--- WHAT TO WORK ON ---
Using the SNAP article, explain in one to three sentences why donations to food banks are down.

--- SUPPLIED TEXT ---
/---

March 1 marked the end of extra benefits for recipients of the Supplemental Nutrition Assistance Program or SNAP. The federal government added them during the COVID-19 pandemic.

In New Mexico, 516,537 adults and children receive the benefits, meaning nearly a quarter (24.4%) of people in the state are in the program.

The rollback comes as concerns over inflation continue for families across the country.

SNAP benefits will now go back to pre-pandemic amounts nationwide. A family of three will receive less than half, dropping from $740 a month to $335. A single person will see a decrease from $376 to $281 per month.

On KOB 4’s social media post, one person wrote, “I benefit from it and it helps. With rent and inflation, I’m worried.”

Another said, “The normal amount is crazy low with inflation so bad.”

The groups working to get food to people in need, like food banks, will now be even more important to many in New Mexico.

Representatives with Roadrunner Food Bank, which serves thousands each week, says all assistance matters, and the rollback of additional SNAP benefits will put a strain on both families and food banks.

“We have nowhere near gotten back to pre-pandemic hunger levels. We know that need is still very much elevated,” Roadrunner Food Bank spokesperson Sonya Warwick said.

She now expects there will be even more hunger.

“That need isn’t going to change tomorrow just because those benefits are different,” Warwick said.

Families will deal with this decrease as inflation continues to cause problems across the supply chain. Plus, donations are down, as food costs more for donors and organizations.

“For the food that we are able to go out and purchase, our dollars don’t go quite as far as they were going two and a half or three years ago,” Warwick said.

The New Mexico Association of Food Banks announced a new program on Wednesday meant to bolster supply. Under the Regional Farm to Food Bank Program, the association, the state and other groups will recruit more food producers in New Mexico to sell directly to food banks.

Anyone who wants to donate to Roadrunner Food Bank can do so on its website, where people can also sign up to volunteer.

Anyone needing help in New Mexico can call the food bank’s food assistance line, 505-349-5340, to get connected with resources in their area. The line is staffed Monday through Friday 8 a.m. to 5 p.m.

\---

--- INPUT DATA ---
/---

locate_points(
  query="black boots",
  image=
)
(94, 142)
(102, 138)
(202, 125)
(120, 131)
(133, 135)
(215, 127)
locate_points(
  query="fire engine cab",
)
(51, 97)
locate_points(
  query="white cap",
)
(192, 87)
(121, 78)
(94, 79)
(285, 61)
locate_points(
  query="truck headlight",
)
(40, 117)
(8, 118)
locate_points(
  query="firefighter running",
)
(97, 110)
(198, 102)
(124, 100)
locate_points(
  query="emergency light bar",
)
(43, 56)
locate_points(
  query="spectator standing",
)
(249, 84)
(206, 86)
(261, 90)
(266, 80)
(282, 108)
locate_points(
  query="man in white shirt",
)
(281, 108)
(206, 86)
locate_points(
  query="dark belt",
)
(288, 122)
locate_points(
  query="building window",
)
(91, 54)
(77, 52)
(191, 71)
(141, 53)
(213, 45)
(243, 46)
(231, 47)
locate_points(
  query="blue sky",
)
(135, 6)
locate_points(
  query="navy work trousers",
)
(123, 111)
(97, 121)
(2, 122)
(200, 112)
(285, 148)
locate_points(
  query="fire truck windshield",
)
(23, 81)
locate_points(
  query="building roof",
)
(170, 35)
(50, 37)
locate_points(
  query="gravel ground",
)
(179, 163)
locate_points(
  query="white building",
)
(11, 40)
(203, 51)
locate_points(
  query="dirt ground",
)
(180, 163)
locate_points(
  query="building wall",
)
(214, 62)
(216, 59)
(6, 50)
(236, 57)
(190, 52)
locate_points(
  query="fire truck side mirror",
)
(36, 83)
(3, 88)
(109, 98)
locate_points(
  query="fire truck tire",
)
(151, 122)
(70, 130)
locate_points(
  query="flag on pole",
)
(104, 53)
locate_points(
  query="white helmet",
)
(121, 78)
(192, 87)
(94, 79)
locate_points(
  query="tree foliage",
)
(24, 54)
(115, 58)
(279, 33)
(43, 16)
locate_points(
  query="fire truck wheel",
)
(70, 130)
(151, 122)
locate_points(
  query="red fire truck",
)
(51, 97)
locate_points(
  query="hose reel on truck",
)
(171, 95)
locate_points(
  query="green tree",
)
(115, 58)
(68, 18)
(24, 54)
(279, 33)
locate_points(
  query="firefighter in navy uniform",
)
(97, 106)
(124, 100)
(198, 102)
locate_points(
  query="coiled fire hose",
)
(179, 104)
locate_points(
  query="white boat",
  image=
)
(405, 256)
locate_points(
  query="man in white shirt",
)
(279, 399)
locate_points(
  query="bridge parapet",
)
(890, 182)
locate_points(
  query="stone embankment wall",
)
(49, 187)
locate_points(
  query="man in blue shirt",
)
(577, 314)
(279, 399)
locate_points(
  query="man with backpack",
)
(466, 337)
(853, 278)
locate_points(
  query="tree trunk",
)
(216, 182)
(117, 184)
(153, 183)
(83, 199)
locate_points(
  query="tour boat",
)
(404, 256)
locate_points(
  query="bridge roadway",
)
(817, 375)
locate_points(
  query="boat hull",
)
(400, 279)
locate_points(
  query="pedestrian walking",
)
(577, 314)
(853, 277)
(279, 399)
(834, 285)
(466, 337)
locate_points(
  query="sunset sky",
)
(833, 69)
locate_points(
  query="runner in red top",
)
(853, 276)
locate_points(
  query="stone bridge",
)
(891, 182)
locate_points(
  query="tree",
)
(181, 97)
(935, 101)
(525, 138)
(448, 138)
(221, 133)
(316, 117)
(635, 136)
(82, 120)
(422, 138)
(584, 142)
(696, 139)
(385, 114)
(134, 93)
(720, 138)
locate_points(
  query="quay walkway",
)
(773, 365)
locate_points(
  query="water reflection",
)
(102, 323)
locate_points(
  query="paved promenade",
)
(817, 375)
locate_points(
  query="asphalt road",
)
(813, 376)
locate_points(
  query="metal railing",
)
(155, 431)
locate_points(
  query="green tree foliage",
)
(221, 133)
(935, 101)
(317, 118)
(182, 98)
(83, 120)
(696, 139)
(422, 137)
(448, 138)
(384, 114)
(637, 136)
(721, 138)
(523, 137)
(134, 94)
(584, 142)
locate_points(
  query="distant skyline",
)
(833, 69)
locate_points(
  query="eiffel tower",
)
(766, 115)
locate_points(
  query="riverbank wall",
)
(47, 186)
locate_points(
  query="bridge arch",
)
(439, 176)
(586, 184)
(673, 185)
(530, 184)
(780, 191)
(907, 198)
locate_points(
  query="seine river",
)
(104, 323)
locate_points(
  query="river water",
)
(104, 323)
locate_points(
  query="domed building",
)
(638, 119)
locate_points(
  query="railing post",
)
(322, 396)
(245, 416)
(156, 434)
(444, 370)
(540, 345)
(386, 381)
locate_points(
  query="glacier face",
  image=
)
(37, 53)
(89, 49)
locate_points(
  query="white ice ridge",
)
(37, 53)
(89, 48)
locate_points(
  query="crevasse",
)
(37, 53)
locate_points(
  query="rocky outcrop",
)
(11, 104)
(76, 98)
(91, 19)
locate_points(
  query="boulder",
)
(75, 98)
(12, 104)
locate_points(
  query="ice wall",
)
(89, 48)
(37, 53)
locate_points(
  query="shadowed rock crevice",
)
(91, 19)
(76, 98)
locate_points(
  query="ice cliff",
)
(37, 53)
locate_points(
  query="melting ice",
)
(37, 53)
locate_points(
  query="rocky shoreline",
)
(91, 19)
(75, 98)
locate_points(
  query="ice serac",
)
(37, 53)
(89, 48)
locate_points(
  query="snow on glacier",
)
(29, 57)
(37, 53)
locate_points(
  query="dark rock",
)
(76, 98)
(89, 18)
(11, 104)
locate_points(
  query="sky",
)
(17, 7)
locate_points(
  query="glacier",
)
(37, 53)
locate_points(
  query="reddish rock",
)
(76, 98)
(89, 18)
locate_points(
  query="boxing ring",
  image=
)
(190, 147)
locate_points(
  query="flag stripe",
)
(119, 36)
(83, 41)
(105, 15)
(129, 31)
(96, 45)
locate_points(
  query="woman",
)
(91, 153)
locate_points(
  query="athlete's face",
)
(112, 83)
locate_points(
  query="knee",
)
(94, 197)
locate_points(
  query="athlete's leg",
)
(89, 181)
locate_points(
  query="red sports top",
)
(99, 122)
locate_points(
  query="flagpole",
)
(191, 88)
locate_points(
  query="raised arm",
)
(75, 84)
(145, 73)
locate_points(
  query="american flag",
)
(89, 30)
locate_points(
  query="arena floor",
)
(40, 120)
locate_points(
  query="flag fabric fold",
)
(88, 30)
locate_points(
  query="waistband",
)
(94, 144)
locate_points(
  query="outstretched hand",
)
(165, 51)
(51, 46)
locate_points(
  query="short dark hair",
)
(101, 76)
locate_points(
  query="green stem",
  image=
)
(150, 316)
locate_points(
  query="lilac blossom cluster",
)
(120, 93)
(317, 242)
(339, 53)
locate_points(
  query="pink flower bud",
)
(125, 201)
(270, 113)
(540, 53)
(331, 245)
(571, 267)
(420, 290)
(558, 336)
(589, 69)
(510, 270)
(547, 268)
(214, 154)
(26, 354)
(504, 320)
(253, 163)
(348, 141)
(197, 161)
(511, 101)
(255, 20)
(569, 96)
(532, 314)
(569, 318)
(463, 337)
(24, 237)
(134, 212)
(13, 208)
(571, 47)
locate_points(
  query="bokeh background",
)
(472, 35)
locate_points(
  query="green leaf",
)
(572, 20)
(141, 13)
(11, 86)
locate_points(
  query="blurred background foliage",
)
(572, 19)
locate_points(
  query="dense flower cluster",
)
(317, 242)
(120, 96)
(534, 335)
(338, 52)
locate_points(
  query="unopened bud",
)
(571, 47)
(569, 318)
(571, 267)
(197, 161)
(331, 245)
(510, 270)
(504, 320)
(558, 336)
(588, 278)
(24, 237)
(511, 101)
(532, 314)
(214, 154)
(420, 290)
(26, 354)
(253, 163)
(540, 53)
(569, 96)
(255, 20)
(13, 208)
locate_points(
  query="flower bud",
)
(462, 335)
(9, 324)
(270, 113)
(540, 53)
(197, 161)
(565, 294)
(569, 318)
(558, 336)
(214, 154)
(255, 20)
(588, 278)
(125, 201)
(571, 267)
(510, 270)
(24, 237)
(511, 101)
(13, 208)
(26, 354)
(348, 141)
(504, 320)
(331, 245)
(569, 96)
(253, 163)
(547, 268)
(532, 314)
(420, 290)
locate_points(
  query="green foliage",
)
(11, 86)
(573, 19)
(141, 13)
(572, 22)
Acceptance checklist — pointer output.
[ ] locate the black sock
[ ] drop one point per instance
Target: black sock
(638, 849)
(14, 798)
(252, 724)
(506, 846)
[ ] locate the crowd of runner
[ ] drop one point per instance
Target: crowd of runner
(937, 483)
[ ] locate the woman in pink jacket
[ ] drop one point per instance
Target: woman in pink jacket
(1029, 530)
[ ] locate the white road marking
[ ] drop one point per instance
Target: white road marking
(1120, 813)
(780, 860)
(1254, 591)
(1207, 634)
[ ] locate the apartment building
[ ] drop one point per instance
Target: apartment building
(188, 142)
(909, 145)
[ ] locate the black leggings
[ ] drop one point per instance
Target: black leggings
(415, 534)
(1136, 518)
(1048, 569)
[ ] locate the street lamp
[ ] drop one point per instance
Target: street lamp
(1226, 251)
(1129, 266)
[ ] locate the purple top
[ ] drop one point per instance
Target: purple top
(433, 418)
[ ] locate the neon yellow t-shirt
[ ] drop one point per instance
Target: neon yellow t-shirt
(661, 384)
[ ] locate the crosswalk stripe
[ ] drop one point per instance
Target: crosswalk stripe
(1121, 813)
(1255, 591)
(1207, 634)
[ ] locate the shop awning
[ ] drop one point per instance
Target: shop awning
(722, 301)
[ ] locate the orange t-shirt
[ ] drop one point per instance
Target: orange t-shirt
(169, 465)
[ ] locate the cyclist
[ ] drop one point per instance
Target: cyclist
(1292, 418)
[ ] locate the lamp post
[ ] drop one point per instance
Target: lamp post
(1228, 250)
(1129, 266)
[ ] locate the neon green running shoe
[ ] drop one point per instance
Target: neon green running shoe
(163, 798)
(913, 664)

\---

--- ANSWER SPACE ---
Donations are down because food costs more for donors and for organizations, as inflation keeps causing problems across the supply chain.